------ Document passage

The key question is what kind of words, and what kind of world?
“Not many of you should become teachers,” warns the author of our second reading from James, “for you know that we who teach will be judged with greater strictness.” Don’t take that too hard, teachers, especially if you’re already exhausted two weeks into a new school year. This caution is not only for you, but for anyone who dares to speak while others listen. As one interpreter puts it, “We all end up teaching something to the people around us– whether we realize it or not.”[3] Consider the impact of what a candidate says in the course of a political campaign, especially to denigrate or accuse a minority community. Consider the impact of what you say on any given occasion to a friend or neighbor, a classmate or coworker, a fellow citizen, a child. Your words have weight beyond your ability to predict or control; words create worlds.
So choose your words wisely, says the author of James. “How great a forest is set ablaze by a small fire! And the tongue is a fire…. No one can tame the tongue—a restless evil, full of deadly poison. With it we bless the Lord and Father, and with it we curse those who are made in the likeness of God.” Words have the power to bless and curse, that is, to build up and tear down, to heal and hurt, to nurture hopes and to dash them. “Language can be a wild thing,” writes another interpreter, “it does great good and great harm…. It is [a kind of… catalyst,] a small and even ephemeral thing that makes big things possible.”[4]
Maybe I’m overstating the case. Maybe talk is so cheap these days that it’s hard to believe simple words can create worlds. But consider the role of language at least in shaping your own life. As Maya Angelou puts it, words are things that “get into your walls… and finally into you.”[5] What are those words that have burrowed into your space, into your being? What language has stuck with you over time– has become part of your consciousness, your reality?

------------
------ Provided material

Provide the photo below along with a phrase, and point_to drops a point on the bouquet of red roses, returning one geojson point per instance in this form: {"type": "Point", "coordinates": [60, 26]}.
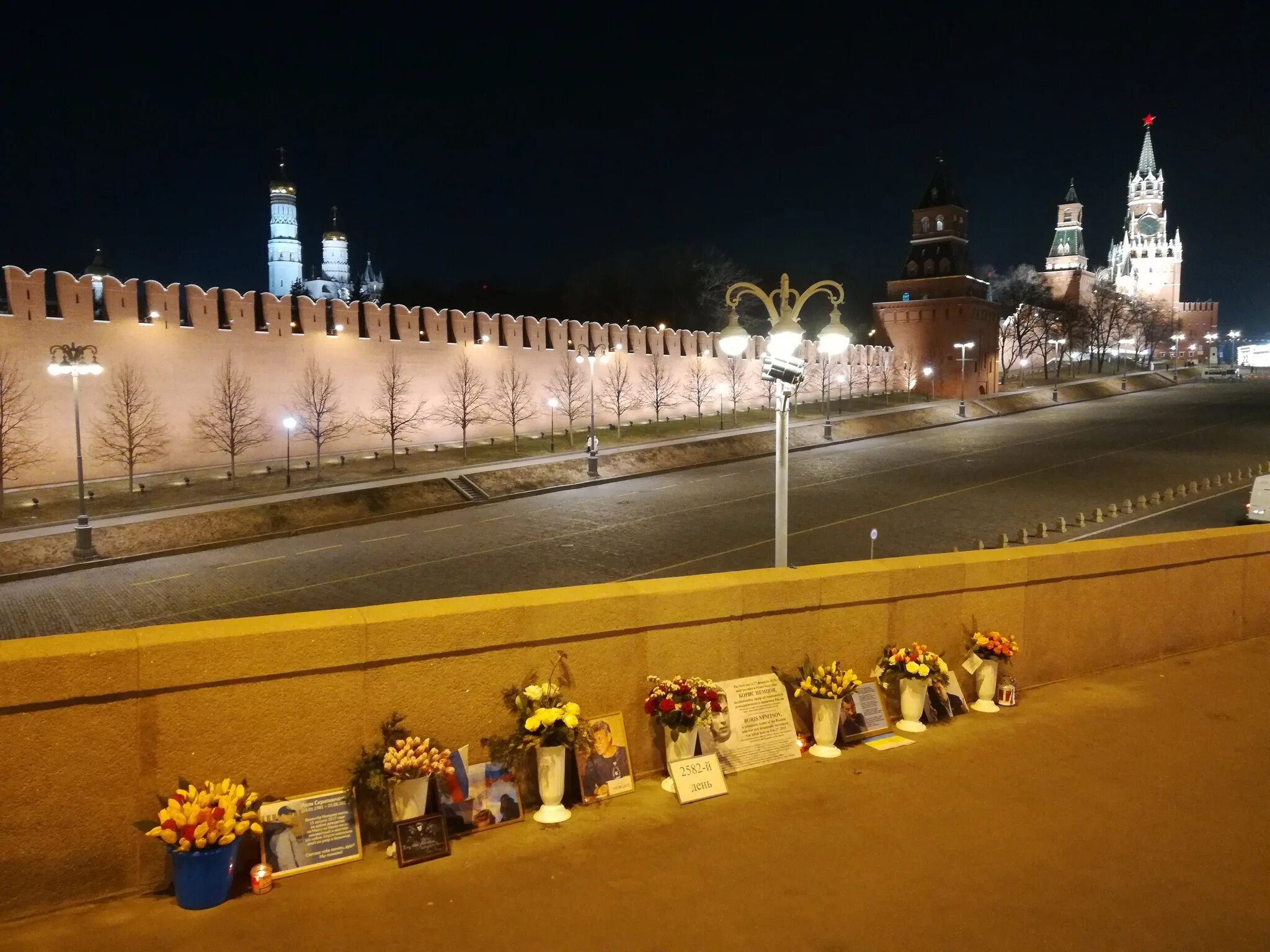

------------

> **Stated task**:
In the passage on the power of words above, list every kind of person it names as someone you might speak to on any given occasion.

> **Response to this exercise**:
- a friend
- a neighbor
- a classmate
- a coworker
- a fellow citizen
- a child